**Exercise objective:**
Within the data below, tally the lines that contain "rocky" and state only the total.

**Material supplied:**
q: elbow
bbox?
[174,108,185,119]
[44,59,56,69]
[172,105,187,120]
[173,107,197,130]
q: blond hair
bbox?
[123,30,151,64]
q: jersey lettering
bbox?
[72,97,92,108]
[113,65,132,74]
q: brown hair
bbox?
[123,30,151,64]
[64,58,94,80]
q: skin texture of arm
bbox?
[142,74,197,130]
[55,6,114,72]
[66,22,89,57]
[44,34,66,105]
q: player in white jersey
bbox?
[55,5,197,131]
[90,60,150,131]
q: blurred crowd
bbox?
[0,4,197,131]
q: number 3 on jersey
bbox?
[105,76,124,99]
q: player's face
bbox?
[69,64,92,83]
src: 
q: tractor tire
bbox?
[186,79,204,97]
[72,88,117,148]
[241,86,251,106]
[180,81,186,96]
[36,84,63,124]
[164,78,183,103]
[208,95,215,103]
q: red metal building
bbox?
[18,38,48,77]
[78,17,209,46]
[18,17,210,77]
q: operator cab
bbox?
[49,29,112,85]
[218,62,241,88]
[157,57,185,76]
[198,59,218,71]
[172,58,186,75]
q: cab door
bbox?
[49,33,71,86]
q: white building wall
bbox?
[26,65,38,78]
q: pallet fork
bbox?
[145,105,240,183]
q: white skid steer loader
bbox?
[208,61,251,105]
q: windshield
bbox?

* * *

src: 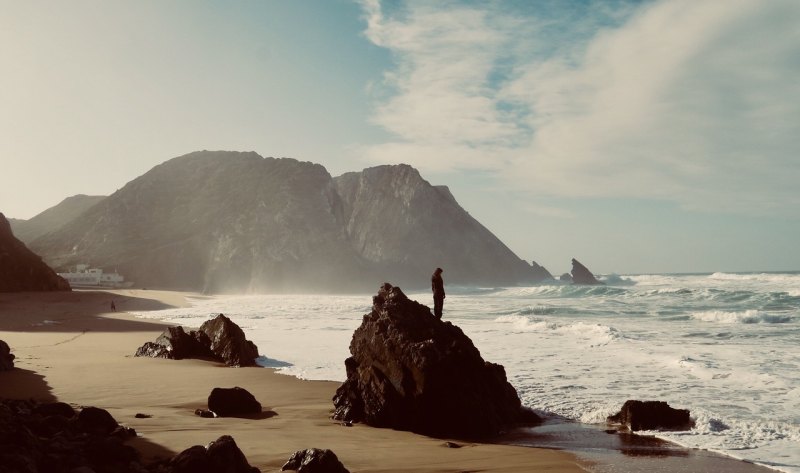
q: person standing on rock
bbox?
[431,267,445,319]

---

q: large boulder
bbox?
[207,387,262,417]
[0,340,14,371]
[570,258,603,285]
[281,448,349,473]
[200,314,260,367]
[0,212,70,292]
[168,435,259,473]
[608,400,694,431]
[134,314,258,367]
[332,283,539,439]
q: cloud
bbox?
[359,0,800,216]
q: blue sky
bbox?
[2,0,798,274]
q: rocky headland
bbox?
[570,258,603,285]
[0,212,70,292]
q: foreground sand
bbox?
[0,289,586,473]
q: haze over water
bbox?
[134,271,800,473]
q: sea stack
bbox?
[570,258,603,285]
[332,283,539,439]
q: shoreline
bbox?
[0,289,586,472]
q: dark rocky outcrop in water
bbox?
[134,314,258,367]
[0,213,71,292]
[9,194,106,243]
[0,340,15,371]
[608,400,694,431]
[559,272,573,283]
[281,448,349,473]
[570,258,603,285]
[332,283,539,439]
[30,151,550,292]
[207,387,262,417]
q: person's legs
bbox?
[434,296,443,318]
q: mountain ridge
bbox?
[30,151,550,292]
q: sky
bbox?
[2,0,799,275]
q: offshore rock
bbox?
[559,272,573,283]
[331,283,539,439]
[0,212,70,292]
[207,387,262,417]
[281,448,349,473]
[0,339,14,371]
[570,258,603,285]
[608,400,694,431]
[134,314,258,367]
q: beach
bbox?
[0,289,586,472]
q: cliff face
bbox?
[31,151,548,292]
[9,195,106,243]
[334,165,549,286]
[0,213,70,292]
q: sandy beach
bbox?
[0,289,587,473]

**Task answer:**
2